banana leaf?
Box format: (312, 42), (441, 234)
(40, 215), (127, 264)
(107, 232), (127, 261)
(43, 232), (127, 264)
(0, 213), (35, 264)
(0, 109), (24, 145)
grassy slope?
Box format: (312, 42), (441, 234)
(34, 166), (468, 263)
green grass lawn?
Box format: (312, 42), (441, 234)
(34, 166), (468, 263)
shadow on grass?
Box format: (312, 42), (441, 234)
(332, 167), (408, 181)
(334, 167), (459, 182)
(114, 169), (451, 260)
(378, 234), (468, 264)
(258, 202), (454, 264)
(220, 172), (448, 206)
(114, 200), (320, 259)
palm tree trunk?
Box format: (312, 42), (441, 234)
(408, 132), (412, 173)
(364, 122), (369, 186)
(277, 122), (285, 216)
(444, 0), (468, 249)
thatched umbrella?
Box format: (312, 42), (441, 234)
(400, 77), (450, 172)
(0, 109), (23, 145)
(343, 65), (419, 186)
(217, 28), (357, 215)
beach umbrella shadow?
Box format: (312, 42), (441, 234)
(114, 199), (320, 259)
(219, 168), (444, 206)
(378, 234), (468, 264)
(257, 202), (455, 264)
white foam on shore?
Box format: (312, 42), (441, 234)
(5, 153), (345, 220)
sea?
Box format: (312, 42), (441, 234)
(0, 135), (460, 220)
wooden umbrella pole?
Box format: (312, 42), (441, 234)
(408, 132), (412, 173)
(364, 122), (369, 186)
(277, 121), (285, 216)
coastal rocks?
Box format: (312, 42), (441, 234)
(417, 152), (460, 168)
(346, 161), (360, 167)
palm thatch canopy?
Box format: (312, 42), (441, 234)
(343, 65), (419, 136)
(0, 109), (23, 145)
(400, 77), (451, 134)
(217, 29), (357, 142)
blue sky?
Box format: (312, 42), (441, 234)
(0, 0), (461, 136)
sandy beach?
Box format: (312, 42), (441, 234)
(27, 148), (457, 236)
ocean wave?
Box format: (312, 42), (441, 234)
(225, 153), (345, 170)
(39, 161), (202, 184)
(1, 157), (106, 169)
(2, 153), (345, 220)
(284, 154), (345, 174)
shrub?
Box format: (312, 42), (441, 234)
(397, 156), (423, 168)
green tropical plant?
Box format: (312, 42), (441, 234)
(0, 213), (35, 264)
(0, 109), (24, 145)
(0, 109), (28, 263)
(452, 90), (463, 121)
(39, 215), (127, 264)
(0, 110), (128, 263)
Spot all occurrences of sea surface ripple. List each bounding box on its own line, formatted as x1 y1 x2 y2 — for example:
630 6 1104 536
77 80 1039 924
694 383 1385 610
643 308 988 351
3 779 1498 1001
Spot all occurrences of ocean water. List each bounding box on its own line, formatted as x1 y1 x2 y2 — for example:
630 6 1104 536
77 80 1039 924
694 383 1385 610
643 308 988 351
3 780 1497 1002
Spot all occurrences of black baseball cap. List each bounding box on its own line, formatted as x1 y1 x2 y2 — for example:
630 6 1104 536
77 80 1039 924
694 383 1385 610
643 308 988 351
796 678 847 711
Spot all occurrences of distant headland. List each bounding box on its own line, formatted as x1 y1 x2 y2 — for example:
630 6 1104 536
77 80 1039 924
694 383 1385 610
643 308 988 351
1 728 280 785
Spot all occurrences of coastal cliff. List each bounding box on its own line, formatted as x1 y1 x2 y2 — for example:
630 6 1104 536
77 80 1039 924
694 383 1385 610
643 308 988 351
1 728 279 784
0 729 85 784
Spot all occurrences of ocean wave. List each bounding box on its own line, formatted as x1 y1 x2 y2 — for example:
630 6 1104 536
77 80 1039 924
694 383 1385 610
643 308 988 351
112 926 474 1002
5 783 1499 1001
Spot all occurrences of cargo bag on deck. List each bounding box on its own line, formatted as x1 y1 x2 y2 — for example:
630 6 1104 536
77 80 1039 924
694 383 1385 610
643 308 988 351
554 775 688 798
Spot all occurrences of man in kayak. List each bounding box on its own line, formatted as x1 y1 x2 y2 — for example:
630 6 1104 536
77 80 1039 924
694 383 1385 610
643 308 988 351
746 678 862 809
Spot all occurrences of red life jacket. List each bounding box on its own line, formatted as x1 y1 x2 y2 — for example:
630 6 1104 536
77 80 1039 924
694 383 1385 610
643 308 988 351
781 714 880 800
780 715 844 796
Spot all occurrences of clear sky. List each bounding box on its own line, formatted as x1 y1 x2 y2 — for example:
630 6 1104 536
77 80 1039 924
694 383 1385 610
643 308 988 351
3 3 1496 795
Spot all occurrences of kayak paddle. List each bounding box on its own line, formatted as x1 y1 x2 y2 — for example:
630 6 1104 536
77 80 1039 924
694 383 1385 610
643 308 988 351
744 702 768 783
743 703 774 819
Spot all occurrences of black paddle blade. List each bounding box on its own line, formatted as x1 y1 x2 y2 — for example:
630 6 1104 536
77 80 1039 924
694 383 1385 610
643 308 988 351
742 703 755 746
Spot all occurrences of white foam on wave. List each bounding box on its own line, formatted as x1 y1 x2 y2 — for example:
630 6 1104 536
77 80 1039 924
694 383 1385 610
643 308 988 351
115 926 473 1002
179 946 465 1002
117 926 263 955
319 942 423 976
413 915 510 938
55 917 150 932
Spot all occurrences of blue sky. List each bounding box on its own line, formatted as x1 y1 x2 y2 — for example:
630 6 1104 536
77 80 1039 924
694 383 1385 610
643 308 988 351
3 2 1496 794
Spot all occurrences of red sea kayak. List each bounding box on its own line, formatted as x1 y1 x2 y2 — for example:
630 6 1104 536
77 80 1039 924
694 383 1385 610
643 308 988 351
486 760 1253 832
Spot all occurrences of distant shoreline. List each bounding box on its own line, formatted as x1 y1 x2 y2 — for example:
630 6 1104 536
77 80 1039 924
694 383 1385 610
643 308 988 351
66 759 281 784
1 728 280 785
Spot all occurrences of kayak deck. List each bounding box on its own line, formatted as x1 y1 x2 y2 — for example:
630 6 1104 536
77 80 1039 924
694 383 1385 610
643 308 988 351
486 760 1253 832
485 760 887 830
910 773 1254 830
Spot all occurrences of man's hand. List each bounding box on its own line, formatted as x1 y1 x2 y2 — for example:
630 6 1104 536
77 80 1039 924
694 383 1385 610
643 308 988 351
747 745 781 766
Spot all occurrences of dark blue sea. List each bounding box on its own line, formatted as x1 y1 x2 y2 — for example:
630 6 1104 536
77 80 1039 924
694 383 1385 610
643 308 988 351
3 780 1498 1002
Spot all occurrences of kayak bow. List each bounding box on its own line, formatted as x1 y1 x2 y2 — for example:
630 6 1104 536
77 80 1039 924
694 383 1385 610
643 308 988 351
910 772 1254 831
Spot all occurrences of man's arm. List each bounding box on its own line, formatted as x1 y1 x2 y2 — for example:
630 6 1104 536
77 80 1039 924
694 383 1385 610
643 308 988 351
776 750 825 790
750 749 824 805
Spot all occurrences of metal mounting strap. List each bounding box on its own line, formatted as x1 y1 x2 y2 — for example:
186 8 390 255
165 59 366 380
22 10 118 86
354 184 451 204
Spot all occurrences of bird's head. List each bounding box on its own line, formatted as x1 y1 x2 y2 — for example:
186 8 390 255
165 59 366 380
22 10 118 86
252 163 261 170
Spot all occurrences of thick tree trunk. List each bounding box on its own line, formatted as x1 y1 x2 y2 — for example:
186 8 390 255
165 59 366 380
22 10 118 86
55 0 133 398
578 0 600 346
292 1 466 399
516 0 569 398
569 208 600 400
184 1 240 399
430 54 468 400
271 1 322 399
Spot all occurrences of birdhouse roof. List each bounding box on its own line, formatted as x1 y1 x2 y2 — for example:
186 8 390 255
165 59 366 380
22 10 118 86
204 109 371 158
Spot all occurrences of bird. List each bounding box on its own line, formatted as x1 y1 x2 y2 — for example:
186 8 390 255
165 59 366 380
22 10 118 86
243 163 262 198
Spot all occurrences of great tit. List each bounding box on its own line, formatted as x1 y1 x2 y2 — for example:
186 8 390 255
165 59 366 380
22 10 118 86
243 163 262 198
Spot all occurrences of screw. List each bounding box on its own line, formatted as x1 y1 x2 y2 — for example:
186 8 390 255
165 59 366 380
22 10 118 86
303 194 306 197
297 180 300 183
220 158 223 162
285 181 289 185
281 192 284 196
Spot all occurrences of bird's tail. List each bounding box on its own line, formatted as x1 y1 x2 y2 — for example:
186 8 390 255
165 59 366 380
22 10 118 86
------------------------------------
_Action item_: With the first line of the material as the start and the line containing "thatched umbrella?" as the end, repeat that span exactly and add nothing.

_Answer for the task_:
banana leaf?
Box format: (312, 42), (441, 234)
(40, 215), (127, 264)
(107, 232), (127, 261)
(43, 232), (127, 264)
(0, 213), (35, 264)
(0, 109), (24, 145)
grassy slope?
Box format: (312, 42), (441, 234)
(34, 166), (468, 263)
green grass lawn?
Box format: (312, 42), (441, 234)
(34, 166), (468, 263)
shadow on grass?
Box format: (312, 42), (441, 234)
(332, 167), (408, 181)
(334, 167), (459, 182)
(114, 169), (451, 260)
(378, 234), (468, 264)
(258, 202), (454, 264)
(220, 172), (448, 206)
(114, 200), (320, 259)
palm tree trunk?
Box format: (312, 42), (441, 234)
(408, 132), (412, 173)
(364, 122), (369, 186)
(277, 122), (285, 216)
(444, 0), (468, 249)
thatched umbrella?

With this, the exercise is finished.